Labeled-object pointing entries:

--------------------------------------------------

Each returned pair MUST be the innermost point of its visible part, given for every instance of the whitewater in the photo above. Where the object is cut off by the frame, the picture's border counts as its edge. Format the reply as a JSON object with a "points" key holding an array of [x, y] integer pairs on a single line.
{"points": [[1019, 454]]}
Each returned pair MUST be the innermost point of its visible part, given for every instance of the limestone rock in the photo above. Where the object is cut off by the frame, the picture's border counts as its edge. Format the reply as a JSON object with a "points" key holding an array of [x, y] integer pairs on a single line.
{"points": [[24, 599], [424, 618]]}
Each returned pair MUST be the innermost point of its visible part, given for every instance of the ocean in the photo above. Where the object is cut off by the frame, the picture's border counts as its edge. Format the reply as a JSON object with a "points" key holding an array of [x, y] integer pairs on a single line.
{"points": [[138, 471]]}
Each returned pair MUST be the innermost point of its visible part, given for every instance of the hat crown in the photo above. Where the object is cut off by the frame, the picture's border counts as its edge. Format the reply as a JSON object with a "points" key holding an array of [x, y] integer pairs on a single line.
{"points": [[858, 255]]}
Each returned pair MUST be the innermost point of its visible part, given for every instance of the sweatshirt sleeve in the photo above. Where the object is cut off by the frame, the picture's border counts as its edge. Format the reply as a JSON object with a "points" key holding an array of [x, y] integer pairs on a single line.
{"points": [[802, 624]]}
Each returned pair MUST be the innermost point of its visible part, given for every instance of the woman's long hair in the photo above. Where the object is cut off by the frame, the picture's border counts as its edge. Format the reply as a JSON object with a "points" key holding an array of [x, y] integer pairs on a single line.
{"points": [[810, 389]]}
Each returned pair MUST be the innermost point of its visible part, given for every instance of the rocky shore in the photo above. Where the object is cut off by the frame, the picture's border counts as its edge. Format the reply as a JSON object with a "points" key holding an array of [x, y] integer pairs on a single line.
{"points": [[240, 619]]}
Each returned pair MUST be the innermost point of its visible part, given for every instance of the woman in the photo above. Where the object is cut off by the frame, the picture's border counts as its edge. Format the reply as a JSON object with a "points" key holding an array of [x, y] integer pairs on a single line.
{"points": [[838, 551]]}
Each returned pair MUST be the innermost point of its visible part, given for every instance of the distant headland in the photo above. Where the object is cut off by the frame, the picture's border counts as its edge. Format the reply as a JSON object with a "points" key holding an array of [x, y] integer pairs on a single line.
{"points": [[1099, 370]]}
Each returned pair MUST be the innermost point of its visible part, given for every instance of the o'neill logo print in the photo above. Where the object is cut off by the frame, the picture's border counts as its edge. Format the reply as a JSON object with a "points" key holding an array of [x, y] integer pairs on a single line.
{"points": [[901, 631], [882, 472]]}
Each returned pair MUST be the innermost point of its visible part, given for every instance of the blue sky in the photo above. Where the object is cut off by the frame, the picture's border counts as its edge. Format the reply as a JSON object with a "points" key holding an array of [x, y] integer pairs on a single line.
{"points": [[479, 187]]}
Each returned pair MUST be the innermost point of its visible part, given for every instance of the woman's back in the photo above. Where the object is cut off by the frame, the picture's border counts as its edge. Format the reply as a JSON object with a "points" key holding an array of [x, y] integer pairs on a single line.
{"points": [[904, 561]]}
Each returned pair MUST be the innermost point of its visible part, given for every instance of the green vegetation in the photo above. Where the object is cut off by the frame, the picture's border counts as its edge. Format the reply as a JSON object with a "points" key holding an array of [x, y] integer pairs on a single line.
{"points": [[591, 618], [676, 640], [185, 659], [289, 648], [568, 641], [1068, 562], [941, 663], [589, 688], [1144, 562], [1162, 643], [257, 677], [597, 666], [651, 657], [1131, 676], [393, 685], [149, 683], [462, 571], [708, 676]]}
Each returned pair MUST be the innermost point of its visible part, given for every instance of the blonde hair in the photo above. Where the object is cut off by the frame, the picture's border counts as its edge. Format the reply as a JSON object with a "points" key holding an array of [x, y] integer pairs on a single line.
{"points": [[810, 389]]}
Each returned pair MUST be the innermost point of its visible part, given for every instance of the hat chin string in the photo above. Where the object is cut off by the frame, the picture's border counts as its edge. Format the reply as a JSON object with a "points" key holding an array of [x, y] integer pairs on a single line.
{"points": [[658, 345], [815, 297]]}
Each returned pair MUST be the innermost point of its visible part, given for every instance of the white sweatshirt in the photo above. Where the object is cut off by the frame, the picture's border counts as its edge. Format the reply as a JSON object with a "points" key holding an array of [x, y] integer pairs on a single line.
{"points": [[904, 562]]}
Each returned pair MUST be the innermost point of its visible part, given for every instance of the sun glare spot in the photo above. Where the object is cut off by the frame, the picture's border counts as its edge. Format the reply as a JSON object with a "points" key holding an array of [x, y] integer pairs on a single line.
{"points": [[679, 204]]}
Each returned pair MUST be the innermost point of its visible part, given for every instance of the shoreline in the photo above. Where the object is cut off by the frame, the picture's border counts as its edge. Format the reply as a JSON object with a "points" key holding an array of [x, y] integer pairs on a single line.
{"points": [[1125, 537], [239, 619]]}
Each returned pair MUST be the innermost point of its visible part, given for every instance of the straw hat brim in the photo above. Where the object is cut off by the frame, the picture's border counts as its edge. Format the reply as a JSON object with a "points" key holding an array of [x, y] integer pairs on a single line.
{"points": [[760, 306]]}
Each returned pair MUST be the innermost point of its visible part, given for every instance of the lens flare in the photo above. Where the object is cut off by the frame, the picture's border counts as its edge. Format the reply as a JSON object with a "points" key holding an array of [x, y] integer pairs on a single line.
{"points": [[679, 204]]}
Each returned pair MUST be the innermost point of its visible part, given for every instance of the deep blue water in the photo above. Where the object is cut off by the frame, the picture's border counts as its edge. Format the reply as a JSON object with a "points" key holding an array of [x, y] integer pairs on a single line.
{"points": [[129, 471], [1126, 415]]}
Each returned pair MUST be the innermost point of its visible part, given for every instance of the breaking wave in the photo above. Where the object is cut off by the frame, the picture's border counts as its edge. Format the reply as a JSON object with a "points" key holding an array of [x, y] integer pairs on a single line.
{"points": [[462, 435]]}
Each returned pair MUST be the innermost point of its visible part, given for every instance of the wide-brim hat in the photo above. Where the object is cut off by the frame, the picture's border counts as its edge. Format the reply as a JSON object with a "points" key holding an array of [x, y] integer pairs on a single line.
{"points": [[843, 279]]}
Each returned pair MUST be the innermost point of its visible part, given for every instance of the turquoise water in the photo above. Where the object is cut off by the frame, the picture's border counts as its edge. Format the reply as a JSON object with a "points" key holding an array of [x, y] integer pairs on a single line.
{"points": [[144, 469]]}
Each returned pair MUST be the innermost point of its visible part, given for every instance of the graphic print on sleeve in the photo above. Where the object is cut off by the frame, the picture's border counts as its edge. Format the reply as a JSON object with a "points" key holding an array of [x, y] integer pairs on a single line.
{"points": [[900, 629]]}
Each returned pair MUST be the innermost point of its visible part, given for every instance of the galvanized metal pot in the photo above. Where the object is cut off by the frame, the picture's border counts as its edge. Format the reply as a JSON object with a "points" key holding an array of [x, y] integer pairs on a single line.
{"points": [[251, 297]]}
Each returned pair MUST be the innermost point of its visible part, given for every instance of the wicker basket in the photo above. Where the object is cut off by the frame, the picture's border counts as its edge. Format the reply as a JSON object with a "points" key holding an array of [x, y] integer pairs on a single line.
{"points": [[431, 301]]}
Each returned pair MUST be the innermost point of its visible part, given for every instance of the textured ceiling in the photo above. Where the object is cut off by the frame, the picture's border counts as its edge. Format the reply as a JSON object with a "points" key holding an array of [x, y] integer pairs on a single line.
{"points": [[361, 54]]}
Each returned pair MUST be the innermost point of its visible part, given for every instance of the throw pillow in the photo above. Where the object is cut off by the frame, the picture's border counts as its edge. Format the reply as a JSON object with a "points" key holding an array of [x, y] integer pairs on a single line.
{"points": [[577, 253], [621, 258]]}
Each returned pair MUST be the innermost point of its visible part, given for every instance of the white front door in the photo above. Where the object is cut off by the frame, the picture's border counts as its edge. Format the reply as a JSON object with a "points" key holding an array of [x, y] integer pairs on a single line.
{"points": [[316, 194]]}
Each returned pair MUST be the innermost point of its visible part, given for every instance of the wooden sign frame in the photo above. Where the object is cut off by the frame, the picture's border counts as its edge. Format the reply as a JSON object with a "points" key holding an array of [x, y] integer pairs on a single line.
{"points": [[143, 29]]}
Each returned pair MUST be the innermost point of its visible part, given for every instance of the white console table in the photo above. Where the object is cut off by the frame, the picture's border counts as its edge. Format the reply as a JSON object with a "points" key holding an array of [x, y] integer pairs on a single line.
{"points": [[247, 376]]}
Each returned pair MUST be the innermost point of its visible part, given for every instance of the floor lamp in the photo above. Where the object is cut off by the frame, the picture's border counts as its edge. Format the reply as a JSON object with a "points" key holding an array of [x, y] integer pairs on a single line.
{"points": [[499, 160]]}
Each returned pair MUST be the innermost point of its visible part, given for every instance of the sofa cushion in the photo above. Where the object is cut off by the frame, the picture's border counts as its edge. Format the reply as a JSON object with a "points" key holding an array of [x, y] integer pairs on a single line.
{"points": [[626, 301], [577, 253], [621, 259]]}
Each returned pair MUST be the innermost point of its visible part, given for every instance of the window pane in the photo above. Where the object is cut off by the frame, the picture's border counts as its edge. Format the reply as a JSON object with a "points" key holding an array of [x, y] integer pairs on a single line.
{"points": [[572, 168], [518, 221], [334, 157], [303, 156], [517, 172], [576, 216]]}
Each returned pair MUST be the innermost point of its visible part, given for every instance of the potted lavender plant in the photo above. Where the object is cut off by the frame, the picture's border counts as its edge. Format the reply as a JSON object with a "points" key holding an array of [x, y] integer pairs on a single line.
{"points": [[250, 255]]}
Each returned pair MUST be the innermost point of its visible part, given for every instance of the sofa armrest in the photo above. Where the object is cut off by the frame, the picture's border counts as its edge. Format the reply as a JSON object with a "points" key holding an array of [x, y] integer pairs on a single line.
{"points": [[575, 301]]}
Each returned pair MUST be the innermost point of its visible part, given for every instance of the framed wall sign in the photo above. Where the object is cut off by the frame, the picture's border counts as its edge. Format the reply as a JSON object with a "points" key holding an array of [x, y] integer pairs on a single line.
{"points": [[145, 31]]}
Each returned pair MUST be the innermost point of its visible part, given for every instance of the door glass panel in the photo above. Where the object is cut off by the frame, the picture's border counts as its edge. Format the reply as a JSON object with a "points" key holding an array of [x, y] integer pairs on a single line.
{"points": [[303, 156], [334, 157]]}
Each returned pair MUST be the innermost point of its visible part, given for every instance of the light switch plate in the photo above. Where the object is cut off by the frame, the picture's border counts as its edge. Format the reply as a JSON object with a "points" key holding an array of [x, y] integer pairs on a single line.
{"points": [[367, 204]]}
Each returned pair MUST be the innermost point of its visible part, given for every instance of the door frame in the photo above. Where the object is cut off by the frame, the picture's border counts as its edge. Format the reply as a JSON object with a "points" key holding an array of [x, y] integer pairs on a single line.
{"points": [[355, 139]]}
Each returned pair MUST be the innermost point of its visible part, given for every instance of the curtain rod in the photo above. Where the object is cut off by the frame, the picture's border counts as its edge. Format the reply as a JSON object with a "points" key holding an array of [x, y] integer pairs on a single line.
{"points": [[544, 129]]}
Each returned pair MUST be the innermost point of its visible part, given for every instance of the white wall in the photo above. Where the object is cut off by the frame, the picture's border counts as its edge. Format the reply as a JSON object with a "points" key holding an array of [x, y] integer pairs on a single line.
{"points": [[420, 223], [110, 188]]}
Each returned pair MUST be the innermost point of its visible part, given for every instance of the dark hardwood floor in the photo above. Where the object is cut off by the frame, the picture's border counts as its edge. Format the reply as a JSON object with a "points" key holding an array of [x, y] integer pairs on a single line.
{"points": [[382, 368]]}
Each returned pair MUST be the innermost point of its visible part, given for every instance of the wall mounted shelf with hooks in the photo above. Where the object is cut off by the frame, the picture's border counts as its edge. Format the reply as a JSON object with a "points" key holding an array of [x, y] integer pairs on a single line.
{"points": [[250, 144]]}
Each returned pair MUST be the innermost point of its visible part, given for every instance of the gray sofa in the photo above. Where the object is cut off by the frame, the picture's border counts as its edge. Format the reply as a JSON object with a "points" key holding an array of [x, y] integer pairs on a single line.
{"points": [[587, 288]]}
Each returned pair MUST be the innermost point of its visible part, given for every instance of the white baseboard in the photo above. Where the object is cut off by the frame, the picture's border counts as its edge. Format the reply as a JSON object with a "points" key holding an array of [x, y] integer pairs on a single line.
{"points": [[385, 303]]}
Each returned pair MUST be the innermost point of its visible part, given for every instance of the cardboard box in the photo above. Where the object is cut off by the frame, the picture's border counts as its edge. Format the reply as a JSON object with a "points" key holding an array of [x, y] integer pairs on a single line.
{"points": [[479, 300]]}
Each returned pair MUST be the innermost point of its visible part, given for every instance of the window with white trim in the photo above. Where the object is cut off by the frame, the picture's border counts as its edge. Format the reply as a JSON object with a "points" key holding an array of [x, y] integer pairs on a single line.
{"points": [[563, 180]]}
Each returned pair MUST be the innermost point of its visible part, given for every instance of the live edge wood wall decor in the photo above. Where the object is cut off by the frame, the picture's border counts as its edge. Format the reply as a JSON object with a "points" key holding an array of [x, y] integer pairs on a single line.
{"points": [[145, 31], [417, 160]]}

--------------------------------------------------

Starting with the line that contains "of the cardboard", print each line through the last one in the listing. Include both end lines and add nothing.

Each returned pair MUST be the innermost point of its visible part, given for every instance of the cardboard box in the photo above. Where the object is cut off by the frame, the picture's border counts as its edge. Format the reply as a JSON object with a "points" key holding an array of [x, y] integer pairs on a single line.
{"points": [[479, 300]]}
Each returned pair MUST be the innermost point of its visible part, given for every instance of the window with white trim in the photo above. Where the object is cut off by the frame, the picture's border counts as its edge. Format the reply as a JSON object with a "points" key holding an array of [x, y] integer pairs on a single line.
{"points": [[563, 180]]}
Each returned pair MUST be the innermost point of its visible part, given for every instance of the live edge wood wall decor in the photo above. Where the object is cut off by the frame, the picture's border counts as its edge. Format the reply as a JSON object with a "points" key holding an array of [x, y] integer pairs on a single line.
{"points": [[145, 31], [417, 160]]}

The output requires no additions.